▶ What you will do
**A.** According to the travel blog excerpt, how many people are on the tour?
**B.** Identify each line of the records that contains the string "grass".

━━ Excerpt to read

Wanderlust dreaming:  There are 13 of us on this tour, including me.  3 other people are on a year long travel adventure.  3 more quit their jobs to travel.  2 more are retired and have done some crazy things like motorcycle down from Texas to Costa Rica and back.  So needless to say, these guys all have amazing stories of the places they’ve visited.  It makes me really want to go back to Asia and go to Cambodia and Vietnam (and then I can also visit my yoga friends Megan and Lindsay who are teaching in those places!), and really want to go to Africa.  Ugh, I’ve wanted to go to Africa but it just seems scary.  Well these guys have talked about ways that don’t seem so crazy expensive or dangerous.  So now I have Africa with wanting to go to Egypt and see the pyramids and scuba dive, see my friend Lisa in Ethiopia, and then a trek/safari in the South!  I also want to see the Grand Canyon.  I haven’t seen it.  I’ve always wanted to, and now that it’s like, I’m seeing all this amazing stuff around the world, I feel like I definitely want to see the amazing things in my relative backyard! I also still am pumped about the rest of this trip, want to go back to Thailand, Australia, New Zealand and Japan.  I want to visit my friends back in Boston and in other places across the US for that matter.  I want to visit my friends in Europe, and there’s more of Europe I really want to see… But for now, I’ll just stay super excited to continue my South American adventure 🙂




Adios, Minnesota!

I feel like I won the lottery with my first trip.  Nothing bad happened to me, I met wonderful people, the weather was fantastic, the activities I did all wildly exceeded my expectations.  I saw a new side of myself that I really liked.

━━━━
━━ Provided records

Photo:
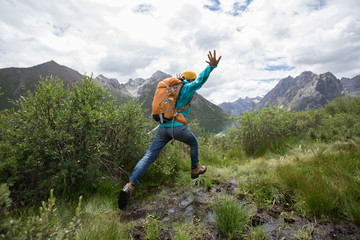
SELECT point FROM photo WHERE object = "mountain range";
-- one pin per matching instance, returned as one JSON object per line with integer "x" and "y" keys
{"x": 14, "y": 82}
{"x": 306, "y": 91}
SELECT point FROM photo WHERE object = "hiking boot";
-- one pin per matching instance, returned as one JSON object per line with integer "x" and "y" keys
{"x": 197, "y": 171}
{"x": 124, "y": 196}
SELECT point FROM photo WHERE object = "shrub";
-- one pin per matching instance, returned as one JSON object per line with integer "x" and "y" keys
{"x": 42, "y": 226}
{"x": 231, "y": 218}
{"x": 327, "y": 184}
{"x": 66, "y": 139}
{"x": 266, "y": 129}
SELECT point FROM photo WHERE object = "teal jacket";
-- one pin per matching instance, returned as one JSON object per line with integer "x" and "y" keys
{"x": 187, "y": 92}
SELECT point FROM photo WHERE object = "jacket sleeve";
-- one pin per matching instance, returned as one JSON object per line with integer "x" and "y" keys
{"x": 200, "y": 80}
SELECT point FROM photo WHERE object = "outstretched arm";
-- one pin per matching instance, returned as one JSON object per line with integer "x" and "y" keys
{"x": 212, "y": 59}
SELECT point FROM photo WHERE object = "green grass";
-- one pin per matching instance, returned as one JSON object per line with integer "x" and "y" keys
{"x": 327, "y": 183}
{"x": 317, "y": 179}
{"x": 231, "y": 217}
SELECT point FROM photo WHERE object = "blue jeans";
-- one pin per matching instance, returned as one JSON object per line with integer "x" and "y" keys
{"x": 162, "y": 137}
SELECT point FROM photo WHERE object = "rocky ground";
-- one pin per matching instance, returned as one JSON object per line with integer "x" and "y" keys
{"x": 194, "y": 205}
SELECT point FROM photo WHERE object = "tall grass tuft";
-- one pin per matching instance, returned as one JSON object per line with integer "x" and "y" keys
{"x": 327, "y": 184}
{"x": 231, "y": 217}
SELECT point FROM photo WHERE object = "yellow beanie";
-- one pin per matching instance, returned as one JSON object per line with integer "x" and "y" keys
{"x": 189, "y": 75}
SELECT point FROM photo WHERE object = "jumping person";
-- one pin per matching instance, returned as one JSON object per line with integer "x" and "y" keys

━━━━

▶ Responses by task
**A.** Thirteen people are on the tour, counting the writer.

**B.**
SELECT point FROM photo WHERE object = "green grass";
SELECT point FROM photo WHERE object = "tall grass tuft";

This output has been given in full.